# THE EXERCISE:
Substitute "bedside table" for "nightstand" in the rows from the line with "[locate] wooden dresser" through the end of the records, and give those lines again with nothing else changed.

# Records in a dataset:
start

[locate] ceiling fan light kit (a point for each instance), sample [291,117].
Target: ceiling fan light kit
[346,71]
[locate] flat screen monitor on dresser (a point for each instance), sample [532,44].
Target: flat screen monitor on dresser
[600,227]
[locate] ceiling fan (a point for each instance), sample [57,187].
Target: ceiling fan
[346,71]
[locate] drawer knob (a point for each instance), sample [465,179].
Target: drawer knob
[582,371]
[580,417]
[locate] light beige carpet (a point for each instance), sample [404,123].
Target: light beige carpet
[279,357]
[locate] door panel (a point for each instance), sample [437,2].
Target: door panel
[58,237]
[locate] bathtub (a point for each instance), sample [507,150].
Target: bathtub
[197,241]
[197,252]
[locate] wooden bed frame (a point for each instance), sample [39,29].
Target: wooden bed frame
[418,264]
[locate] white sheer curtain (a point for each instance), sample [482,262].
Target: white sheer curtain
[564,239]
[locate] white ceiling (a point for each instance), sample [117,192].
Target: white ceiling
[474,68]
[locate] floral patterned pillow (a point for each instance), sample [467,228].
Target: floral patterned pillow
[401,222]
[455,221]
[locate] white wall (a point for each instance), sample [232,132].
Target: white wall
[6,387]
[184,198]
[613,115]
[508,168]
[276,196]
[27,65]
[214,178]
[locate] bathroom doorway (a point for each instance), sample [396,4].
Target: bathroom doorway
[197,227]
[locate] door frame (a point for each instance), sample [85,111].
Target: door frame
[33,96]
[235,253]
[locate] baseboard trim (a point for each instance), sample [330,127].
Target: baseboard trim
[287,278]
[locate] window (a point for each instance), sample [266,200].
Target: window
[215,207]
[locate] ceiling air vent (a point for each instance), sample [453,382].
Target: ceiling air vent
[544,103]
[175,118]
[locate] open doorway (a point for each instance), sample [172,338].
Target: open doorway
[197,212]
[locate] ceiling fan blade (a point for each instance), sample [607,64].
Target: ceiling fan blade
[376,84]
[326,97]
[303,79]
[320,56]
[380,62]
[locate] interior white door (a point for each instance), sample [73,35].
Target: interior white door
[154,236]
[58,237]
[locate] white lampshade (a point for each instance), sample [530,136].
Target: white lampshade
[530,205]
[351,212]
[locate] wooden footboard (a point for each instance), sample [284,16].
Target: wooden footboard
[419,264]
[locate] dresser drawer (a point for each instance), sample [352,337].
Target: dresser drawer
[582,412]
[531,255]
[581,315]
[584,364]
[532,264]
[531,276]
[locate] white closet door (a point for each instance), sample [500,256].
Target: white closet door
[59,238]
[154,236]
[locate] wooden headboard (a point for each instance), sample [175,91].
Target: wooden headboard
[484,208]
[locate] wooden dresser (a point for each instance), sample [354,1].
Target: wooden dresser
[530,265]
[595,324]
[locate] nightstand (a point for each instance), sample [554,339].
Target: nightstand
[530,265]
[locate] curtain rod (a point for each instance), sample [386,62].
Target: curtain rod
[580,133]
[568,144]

end

# EXERCISE RESULT:
[locate] wooden dresser (a point for each instance), sample [354,1].
Target: wooden dresser
[530,265]
[595,324]
[locate] bedside table (a point for each instance), sample [554,339].
Target: bedside table
[530,265]
[locate] curtain rod (a point for each instance), sample [386,62].
Target: curtain rod
[580,133]
[568,144]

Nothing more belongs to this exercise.